* **Extract provided**:

■ ■ ■

The workflow used to produce these prototypes is just one example of several methods for producing AR-based geovisualizations. Regardless of the workflow, there are some essential components, including 3D objects, specialized modelling and development software, and a display device. The following subsections outline the process behind these prototypes.

3.3.1. 3D modelling

The foundation of these prototypes is a 3D model of the building in which the evacuation simulation will take place (Figure 2). Each of the 3D models was constructed using SketchUp 3D modelling software. An architectural drawing (.dwg file) of the floor plan for each floor within the building was imported into SketchUp, and the 3D structure of each was then extruded from the 2D drawing per building specifications. The floors were then aligned one on top of the other, ramps were added to represent the stairwells connecting each floor, and the completed models were exported as 3D files (.fbx or .obj).

Figure 2. (Top) A real-world view of one of the buildings used in the evacuation analysis (author photo). (Bottom) A 3D re-creation of that building as seen in the VE.

3.3.2. 3D virtual environment

A software system that was capable of AR integration, supported Android development, and which contained 3D navigation networks, AI-based agents, and 3D physics was required for these prototypes. A 3D game engine (Unity version 5.3.4) and Vuforia’s AR SDK were selected since they contained the necessary functionality.

Unity contains a built-in feature known as a navigation mesh that defines the walkable area within the VE (Figure 3). A navigation mesh was created for each of the 3D models, the specifications of which are defined by the dimensions of the people (AI agents) within the VE. These prefabricated AI-based agents are used to simulate the movement of people within the VE. The characteristics of those agents are defined by average adult male height and shoulder width, and their walking speed is fixed, based on prior evacuation analyses (Lochhead and Hedley 2017), and falls within a range of documented evacuation walking speeds (Rinne, Tillander, and Grönberg 2010).

Figure 3. The movement of the AI agents in the simulation is restricted to the navigation mesh (darker grey regions of the floor).

Vuforia is a popular piece of AR software that integrates seamlessly with Unity. The SDK and the accompanying developer portal allow the user to create customized AR applications as well as image targets for natural feature tracking. Each of the VEs was developed around those specialized targets, and any 3D objects attached to the targets are rendered in AR when the target image is detected by the mobile device’s camera.

■ ■ ■

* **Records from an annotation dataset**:
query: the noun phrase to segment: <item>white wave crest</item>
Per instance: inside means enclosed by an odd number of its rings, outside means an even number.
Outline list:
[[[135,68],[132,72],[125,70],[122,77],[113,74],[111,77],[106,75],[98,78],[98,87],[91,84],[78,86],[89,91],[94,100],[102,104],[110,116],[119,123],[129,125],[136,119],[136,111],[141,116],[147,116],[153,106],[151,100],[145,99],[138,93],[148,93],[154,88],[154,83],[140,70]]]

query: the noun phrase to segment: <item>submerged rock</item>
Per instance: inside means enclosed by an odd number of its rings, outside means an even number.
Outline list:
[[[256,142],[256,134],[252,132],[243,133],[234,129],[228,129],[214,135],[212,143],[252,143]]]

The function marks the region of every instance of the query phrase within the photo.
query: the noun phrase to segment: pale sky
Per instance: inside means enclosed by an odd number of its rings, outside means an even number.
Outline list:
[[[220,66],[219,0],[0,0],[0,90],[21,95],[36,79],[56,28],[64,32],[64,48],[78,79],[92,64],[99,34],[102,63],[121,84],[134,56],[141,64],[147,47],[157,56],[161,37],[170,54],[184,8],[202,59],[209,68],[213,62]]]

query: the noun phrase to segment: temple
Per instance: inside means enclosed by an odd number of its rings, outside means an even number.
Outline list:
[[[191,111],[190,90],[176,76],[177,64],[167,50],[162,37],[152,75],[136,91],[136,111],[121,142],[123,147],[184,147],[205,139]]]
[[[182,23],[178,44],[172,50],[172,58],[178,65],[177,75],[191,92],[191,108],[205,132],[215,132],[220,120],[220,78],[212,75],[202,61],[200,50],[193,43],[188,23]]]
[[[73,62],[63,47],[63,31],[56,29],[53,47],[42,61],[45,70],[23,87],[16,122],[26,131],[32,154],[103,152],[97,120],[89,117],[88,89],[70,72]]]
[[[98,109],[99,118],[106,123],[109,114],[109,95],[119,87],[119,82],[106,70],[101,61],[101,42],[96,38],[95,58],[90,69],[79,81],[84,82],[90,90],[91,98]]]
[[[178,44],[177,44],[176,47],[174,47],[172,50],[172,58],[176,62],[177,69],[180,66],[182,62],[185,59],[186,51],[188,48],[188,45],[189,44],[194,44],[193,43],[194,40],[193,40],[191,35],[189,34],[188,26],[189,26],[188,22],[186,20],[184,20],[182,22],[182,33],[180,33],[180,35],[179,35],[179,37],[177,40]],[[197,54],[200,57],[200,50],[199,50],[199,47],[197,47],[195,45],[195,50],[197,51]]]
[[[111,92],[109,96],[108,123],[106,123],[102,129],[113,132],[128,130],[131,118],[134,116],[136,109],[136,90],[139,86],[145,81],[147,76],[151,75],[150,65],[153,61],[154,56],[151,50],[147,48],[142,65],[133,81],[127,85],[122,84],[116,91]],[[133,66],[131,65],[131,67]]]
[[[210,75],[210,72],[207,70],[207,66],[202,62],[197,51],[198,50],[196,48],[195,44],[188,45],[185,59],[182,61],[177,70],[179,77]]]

■ ■ ■

* **What you are asked to do**:
Rewrite the passage of the AR evacuation prototypes text starting at "3.3.2. 3D virtual" and ending at "the necessary functionality.", replacing "Android" with "iOS".

* **Completed task**:
3.3.2. 3D virtual environment

A software system that was capable of AR integration, supported iOS development, and which contained 3D navigation networks, AI-based agents, and 3D physics was required for these prototypes. A 3D game engine (Unity version 5.3.4) and Vuforia’s AR SDK were selected since they contained the necessary functionality.